## Task goal
Can you arrange the material below as a Markdown table with the columns "Row" and "Line", with one numbered row per line and the blank lines left out?

## Dataset records
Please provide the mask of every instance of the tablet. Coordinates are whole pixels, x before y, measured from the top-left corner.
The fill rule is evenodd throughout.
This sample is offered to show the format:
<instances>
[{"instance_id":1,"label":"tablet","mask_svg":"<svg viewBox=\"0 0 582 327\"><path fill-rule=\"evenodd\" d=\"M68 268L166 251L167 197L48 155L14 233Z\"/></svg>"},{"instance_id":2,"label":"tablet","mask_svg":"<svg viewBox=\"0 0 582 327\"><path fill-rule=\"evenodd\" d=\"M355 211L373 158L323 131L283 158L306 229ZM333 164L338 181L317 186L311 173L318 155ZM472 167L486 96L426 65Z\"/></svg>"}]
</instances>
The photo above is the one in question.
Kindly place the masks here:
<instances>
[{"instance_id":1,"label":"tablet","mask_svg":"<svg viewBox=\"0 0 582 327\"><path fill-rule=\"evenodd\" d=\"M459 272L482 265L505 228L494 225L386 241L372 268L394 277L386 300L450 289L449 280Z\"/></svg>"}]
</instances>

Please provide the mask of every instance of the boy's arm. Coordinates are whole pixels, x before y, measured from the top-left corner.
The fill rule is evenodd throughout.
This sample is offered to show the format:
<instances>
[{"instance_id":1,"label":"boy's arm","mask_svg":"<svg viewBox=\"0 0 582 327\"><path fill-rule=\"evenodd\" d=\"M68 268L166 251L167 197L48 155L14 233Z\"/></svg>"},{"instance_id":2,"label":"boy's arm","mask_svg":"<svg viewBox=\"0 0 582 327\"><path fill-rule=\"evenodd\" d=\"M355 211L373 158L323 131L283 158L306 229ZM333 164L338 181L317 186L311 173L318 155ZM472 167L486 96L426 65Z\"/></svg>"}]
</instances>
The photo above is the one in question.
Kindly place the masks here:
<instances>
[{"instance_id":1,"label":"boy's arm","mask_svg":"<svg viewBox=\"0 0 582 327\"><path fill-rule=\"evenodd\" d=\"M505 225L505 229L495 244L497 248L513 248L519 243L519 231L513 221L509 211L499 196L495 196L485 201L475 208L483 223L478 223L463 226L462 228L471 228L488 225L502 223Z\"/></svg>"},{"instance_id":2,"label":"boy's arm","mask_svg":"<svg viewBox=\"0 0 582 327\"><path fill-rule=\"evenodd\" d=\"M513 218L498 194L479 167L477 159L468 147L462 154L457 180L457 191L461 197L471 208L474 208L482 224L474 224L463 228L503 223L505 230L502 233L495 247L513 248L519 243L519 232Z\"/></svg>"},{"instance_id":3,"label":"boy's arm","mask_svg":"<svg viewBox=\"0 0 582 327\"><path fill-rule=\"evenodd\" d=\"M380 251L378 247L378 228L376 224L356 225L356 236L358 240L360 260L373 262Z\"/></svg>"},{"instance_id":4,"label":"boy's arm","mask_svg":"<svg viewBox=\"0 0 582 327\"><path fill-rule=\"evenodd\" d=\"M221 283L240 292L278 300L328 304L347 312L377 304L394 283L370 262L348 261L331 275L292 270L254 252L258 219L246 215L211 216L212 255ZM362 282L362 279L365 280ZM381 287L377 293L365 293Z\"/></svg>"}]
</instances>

## Written reply
| Row | Line |
|---|---|
| 1 | Please provide the mask of every instance of the tablet. Coordinates are whole pixels, x before y, measured from the top-left corner. |
| 2 | The fill rule is evenodd throughout. |
| 3 | This sample is offered to show the format: |
| 4 | <instances> |
| 5 | [{"instance_id":1,"label":"tablet","mask_svg":"<svg viewBox=\"0 0 582 327\"><path fill-rule=\"evenodd\" d=\"M68 268L166 251L167 197L48 155L14 233Z\"/></svg>"},{"instance_id":2,"label":"tablet","mask_svg":"<svg viewBox=\"0 0 582 327\"><path fill-rule=\"evenodd\" d=\"M355 211L373 158L323 131L283 158L306 229ZM333 164L338 181L317 186L311 173L318 155ZM472 167L486 96L426 65Z\"/></svg>"}] |
| 6 | </instances> |
| 7 | The photo above is the one in question. |
| 8 | Kindly place the masks here: |
| 9 | <instances> |
| 10 | [{"instance_id":1,"label":"tablet","mask_svg":"<svg viewBox=\"0 0 582 327\"><path fill-rule=\"evenodd\" d=\"M459 272L482 265L505 228L494 225L386 241L372 268L394 277L386 300L450 289L449 280Z\"/></svg>"}] |
| 11 | </instances> |
| 12 | Please provide the mask of every instance of the boy's arm. Coordinates are whole pixels, x before y, measured from the top-left corner. |
| 13 | The fill rule is evenodd throughout. |
| 14 | This sample is offered to show the format: |
| 15 | <instances> |
| 16 | [{"instance_id":1,"label":"boy's arm","mask_svg":"<svg viewBox=\"0 0 582 327\"><path fill-rule=\"evenodd\" d=\"M68 268L166 251L167 197L48 155L14 233Z\"/></svg>"},{"instance_id":2,"label":"boy's arm","mask_svg":"<svg viewBox=\"0 0 582 327\"><path fill-rule=\"evenodd\" d=\"M355 211L373 158L323 131L283 158L306 229ZM333 164L338 181L317 186L311 173L318 155ZM472 167L486 96L426 65Z\"/></svg>"}] |
| 17 | </instances> |
| 18 | The photo above is the one in question. |
| 19 | Kindly place the masks here: |
| 20 | <instances> |
| 21 | [{"instance_id":1,"label":"boy's arm","mask_svg":"<svg viewBox=\"0 0 582 327\"><path fill-rule=\"evenodd\" d=\"M505 225L505 229L495 244L497 248L513 248L519 243L519 231L513 221L509 211L499 196L495 196L485 201L475 208L483 223L478 223L463 226L462 228L471 228L488 225L502 223Z\"/></svg>"},{"instance_id":2,"label":"boy's arm","mask_svg":"<svg viewBox=\"0 0 582 327\"><path fill-rule=\"evenodd\" d=\"M513 218L498 194L479 167L477 159L468 147L462 154L457 180L457 191L461 197L471 208L474 208L482 224L474 224L463 228L503 223L505 230L502 233L495 247L513 248L519 243L519 232Z\"/></svg>"},{"instance_id":3,"label":"boy's arm","mask_svg":"<svg viewBox=\"0 0 582 327\"><path fill-rule=\"evenodd\" d=\"M380 251L378 247L378 228L376 224L356 225L356 236L358 240L360 260L373 262Z\"/></svg>"},{"instance_id":4,"label":"boy's arm","mask_svg":"<svg viewBox=\"0 0 582 327\"><path fill-rule=\"evenodd\" d=\"M221 283L240 292L278 300L328 304L347 312L377 304L394 283L370 262L348 261L331 275L292 270L254 252L258 219L246 215L211 216L212 255ZM362 282L362 279L365 280ZM381 287L377 293L365 293Z\"/></svg>"}] |
| 22 | </instances> |